• [Dataset extract]:
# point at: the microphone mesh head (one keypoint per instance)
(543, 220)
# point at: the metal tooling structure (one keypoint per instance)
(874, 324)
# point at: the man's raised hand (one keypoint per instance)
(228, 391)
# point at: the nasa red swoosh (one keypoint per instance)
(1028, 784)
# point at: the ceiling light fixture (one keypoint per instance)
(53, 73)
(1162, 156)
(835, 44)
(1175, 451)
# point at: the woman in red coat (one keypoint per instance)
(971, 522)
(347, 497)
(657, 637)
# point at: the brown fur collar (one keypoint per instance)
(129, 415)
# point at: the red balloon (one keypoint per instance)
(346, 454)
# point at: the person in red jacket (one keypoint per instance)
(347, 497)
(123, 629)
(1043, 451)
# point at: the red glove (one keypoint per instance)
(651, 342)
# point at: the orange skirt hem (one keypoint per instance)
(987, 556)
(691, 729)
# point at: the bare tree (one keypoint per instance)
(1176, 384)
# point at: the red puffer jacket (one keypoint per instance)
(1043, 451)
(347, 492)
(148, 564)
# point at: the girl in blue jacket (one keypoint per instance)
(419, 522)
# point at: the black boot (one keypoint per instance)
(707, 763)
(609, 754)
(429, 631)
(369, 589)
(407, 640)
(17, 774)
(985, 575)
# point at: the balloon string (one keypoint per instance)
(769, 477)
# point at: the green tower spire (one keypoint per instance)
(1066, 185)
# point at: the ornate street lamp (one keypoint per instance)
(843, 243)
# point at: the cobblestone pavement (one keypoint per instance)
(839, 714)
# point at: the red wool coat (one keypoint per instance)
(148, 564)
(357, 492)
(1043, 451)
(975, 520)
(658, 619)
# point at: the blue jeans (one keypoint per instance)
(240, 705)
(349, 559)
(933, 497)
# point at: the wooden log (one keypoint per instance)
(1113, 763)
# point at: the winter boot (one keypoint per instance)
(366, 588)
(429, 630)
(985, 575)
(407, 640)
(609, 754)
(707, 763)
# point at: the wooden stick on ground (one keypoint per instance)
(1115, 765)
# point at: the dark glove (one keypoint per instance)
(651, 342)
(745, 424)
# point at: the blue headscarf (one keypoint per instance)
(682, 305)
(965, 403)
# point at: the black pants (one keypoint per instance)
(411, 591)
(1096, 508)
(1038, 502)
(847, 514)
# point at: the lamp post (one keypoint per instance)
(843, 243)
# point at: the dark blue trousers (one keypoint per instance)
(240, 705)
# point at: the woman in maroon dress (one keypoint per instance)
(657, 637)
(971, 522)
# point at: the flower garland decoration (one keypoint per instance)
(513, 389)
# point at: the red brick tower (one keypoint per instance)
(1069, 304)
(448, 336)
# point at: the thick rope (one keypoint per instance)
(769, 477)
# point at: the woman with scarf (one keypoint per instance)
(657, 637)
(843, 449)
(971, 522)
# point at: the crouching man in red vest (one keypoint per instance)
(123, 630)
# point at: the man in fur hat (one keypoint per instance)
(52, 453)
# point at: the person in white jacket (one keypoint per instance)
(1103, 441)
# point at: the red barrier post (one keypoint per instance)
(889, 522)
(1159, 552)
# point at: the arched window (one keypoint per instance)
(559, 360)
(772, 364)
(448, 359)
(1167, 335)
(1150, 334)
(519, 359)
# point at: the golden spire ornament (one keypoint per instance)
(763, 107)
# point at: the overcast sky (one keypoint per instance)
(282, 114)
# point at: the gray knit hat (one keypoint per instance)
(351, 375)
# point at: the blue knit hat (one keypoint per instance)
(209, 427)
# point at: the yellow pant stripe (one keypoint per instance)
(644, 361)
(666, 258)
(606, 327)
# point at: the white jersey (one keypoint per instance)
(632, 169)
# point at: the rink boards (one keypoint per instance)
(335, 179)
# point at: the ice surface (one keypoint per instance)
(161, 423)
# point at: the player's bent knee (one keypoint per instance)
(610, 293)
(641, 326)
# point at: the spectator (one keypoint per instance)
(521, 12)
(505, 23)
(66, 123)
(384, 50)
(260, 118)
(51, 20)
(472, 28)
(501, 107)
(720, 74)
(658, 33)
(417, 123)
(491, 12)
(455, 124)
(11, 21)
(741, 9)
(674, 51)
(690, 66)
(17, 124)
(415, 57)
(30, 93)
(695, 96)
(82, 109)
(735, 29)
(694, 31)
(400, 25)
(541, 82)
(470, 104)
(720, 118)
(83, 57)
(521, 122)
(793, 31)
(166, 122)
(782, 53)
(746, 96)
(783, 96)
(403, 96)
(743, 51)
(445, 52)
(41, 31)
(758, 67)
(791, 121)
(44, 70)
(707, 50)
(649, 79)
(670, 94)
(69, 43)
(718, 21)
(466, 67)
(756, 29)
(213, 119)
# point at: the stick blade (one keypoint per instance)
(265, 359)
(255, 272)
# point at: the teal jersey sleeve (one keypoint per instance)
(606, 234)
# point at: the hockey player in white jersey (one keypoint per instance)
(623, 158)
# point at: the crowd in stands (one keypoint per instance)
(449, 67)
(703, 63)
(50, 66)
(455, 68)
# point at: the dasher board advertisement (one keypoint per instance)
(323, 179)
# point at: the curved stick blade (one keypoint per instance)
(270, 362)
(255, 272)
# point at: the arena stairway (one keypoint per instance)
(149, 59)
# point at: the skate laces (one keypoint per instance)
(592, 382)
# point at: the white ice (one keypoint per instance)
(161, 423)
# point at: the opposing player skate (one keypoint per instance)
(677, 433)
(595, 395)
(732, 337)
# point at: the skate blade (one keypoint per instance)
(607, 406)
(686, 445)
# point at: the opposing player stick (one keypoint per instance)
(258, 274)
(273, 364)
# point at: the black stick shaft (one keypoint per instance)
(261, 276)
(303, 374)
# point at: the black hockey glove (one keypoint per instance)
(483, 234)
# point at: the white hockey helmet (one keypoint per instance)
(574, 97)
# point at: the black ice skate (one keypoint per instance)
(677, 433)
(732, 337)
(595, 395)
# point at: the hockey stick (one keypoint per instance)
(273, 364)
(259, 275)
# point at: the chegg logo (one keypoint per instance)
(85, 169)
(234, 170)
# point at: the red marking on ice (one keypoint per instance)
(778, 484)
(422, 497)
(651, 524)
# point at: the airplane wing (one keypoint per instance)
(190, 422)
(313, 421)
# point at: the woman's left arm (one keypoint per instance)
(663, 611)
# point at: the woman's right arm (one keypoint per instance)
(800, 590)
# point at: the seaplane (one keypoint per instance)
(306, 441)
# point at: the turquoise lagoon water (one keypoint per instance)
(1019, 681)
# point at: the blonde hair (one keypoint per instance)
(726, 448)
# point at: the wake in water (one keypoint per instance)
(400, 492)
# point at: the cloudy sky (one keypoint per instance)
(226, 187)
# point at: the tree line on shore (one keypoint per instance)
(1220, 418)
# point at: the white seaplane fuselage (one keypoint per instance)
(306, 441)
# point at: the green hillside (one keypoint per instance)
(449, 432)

• [Work instructions]: Copy every record exactly, leaving each line intact.

• [Exercise response]:
# point at: the microphone mesh head (one keypoint per instance)
(543, 220)
# point at: the metal tooling structure (one keypoint per instance)
(874, 324)
# point at: the man's raised hand (one keypoint per instance)
(228, 391)
# point at: the nasa red swoosh (one keypoint per instance)
(1028, 784)
# point at: the ceiling light fixture (one keypoint per instance)
(53, 73)
(1162, 156)
(835, 44)
(1175, 451)
# point at: the woman in red coat (one keypoint per instance)
(971, 522)
(347, 497)
(657, 637)
# point at: the brown fur collar (one keypoint per instance)
(129, 415)
# point at: the red balloon (one keypoint per instance)
(346, 454)
# point at: the person in red jacket (one keypoint per instance)
(347, 497)
(123, 629)
(1043, 451)
# point at: the red glove (one keypoint per instance)
(651, 342)
# point at: the orange skirt hem (one keypoint per instance)
(987, 556)
(691, 729)
# point at: the bare tree (one keypoint per instance)
(1176, 384)
# point at: the red puffer jacket (one keypoint per instance)
(1043, 451)
(347, 492)
(148, 564)
# point at: the girl in blue jacket (one keypoint per instance)
(419, 522)
# point at: the black boot (one keypoint per instance)
(707, 763)
(609, 754)
(429, 631)
(369, 589)
(407, 640)
(17, 774)
(985, 575)
# point at: the balloon string (one keypoint per instance)
(769, 477)
# point at: the green tower spire (one keypoint per instance)
(1066, 185)
# point at: the ornate street lamp (one keypoint per instance)
(843, 243)
# point at: the cobblestone pavement (one keypoint per instance)
(839, 714)
# point at: the red wool coat (one keypoint per instance)
(148, 564)
(357, 492)
(1043, 451)
(975, 520)
(658, 619)
# point at: the blue jeans (one keypoint per instance)
(240, 705)
(349, 559)
(933, 497)
# point at: the wooden log (one keypoint per instance)
(1113, 763)
# point at: the winter boot (one keypoint per instance)
(366, 588)
(429, 630)
(985, 575)
(407, 640)
(609, 754)
(707, 763)
# point at: the wooden stick on ground (one keypoint per instance)
(1115, 765)
# point at: the dark glove (one keypoint per instance)
(651, 342)
(745, 424)
# point at: the blue headscarf (one keypoint per instance)
(682, 305)
(965, 403)
# point at: the black pants (one keypoint per instance)
(411, 591)
(1096, 508)
(1038, 502)
(847, 514)
# point at: the lamp post (one keypoint per instance)
(843, 243)
# point at: the dark blue trousers (one keypoint per instance)
(240, 705)
# point at: the woman in maroon dress (one keypoint per instance)
(657, 637)
(971, 522)
# point at: the flower garland decoration (one keypoint per instance)
(513, 389)
# point at: the red brick tower (one keypoint per instance)
(1069, 304)
(448, 336)
# point at: the thick rope (one keypoint per instance)
(769, 477)
# point at: the woman with scarf (one keypoint per instance)
(657, 637)
(843, 449)
(971, 522)
# point at: the crouching man in red vest (one keypoint per instance)
(123, 630)
# point at: the man in fur hat (one keypoint per instance)
(52, 453)
# point at: the person in white jacket (one keypoint per instance)
(1103, 441)
# point at: the red barrier post (one keypoint per instance)
(889, 522)
(1159, 552)
# point at: the arched window (one keypoint per instance)
(559, 360)
(772, 364)
(448, 359)
(1167, 335)
(1150, 334)
(519, 359)
# point at: the golden spire ornament (one keypoint per instance)
(763, 107)
# point at: the overcast sky (one keypoint per instance)
(282, 114)
# point at: the gray knit hat (one keypoint per instance)
(351, 375)
# point at: the blue knit hat (one keypoint per instance)
(209, 427)
# point at: the yellow pant stripe (one keypoint per instance)
(644, 361)
(666, 258)
(606, 327)
# point at: the white jersey (one keypoint per instance)
(632, 169)
# point at: the rink boards (one keypoint per instance)
(335, 179)
# point at: the ice surface (one keypoint per instance)
(161, 423)
# point at: the player's bent knee (one keypoint per instance)
(610, 293)
(641, 326)
# point at: the spectator (one keypoint per instance)
(521, 12)
(505, 23)
(66, 123)
(384, 50)
(260, 118)
(51, 20)
(472, 28)
(501, 107)
(720, 74)
(658, 33)
(417, 123)
(491, 12)
(455, 124)
(11, 21)
(741, 9)
(674, 51)
(690, 66)
(17, 124)
(415, 57)
(30, 93)
(695, 96)
(82, 109)
(735, 29)
(694, 31)
(400, 25)
(541, 82)
(470, 104)
(720, 118)
(83, 57)
(521, 122)
(793, 31)
(166, 122)
(782, 53)
(746, 96)
(783, 96)
(403, 96)
(743, 51)
(445, 52)
(41, 31)
(758, 67)
(791, 121)
(44, 70)
(707, 50)
(649, 79)
(670, 94)
(69, 43)
(718, 21)
(466, 67)
(756, 29)
(213, 119)
# point at: the stick blade (one keypoint per instance)
(265, 359)
(255, 272)
# point at: the teal jersey sleeve (one keypoint per instance)
(606, 234)
# point at: the hockey player in white jersey (one keypoint per instance)
(623, 158)
# point at: the crowd in stands (one keypoint per instance)
(449, 67)
(703, 63)
(50, 66)
(455, 68)
# point at: the dasher board advertisement (one keypoint per instance)
(323, 179)
# point at: the curved stick blade (one keypoint per instance)
(270, 362)
(255, 272)
# point at: the arena stairway (one keypoint per instance)
(149, 59)
# point at: the skate laces (one keypoint per instance)
(592, 382)
# point at: the white ice (one keypoint per instance)
(161, 423)
# point at: the opposing player skate (one keypoint per instance)
(677, 433)
(595, 395)
(732, 337)
# point at: the skate blade (one keypoint per instance)
(607, 406)
(686, 445)
# point at: the opposing player stick (one keypoint per instance)
(258, 274)
(273, 364)
# point at: the black stick shaft (one keypoint per instance)
(261, 276)
(303, 374)
# point at: the black hockey glove (one keypoint per instance)
(483, 234)
# point at: the white hockey helmet (one keypoint per instance)
(574, 97)
# point at: the black ice skate (one keypoint per instance)
(677, 433)
(732, 337)
(595, 395)
# point at: the hockey stick (one keypoint per instance)
(273, 364)
(259, 275)
# point at: the chegg logo (one keypoint per instance)
(85, 169)
(234, 170)
# point at: the red marking on ice (one keypoint per instance)
(778, 484)
(422, 497)
(651, 524)
# point at: the airplane wing (one keypoint per instance)
(190, 422)
(313, 421)
# point at: the woman's left arm (one keypoint per instance)
(663, 611)
# point at: the woman's right arm (one keypoint per instance)
(800, 590)
# point at: the seaplane (one keypoint per instance)
(306, 441)
# point at: the turquoise lagoon water (one keypoint per instance)
(1019, 681)
# point at: the blonde hair (one keypoint per instance)
(726, 448)
# point at: the wake in water (one keypoint per instance)
(400, 492)
# point at: the cloudy sky (one keypoint per instance)
(226, 187)
# point at: the tree line on shore (one keypoint per instance)
(1220, 418)
# point at: the white seaplane fuselage (one keypoint per instance)
(306, 441)
# point at: the green hillside (one keypoint per instance)
(449, 432)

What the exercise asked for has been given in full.